### Data for the task

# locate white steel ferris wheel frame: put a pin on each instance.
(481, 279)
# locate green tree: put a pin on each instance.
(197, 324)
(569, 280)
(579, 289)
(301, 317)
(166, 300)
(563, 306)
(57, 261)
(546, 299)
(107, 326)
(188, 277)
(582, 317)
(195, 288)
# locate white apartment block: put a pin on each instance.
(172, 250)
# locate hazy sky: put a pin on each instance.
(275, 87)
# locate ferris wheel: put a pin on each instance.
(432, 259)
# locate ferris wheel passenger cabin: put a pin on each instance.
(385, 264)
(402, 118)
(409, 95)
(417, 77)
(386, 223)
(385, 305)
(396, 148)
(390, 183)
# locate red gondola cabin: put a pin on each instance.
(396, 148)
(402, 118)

### Stated task
Copy the records above, swapping "put a pin on each instance" for "mark every instance" wherever it occurs and keeping everything else the same.

### Full solution
# locate white steel ferris wheel frame: mark every instance.
(481, 279)
# locate green tree: mark every instance.
(197, 324)
(569, 280)
(579, 289)
(301, 317)
(166, 300)
(563, 306)
(57, 261)
(546, 299)
(107, 326)
(188, 277)
(582, 317)
(195, 288)
# locate white apartment block: mark every instance.
(172, 250)
# locate hazy sky: mark every instance.
(275, 87)
# locate ferris wheel: mark every instance.
(432, 259)
# locate ferris wheel passenger cabin: mark every instance.
(385, 264)
(402, 118)
(409, 95)
(417, 77)
(386, 223)
(385, 305)
(396, 148)
(390, 183)
# locate red gondola cabin: mark every instance.
(396, 148)
(402, 118)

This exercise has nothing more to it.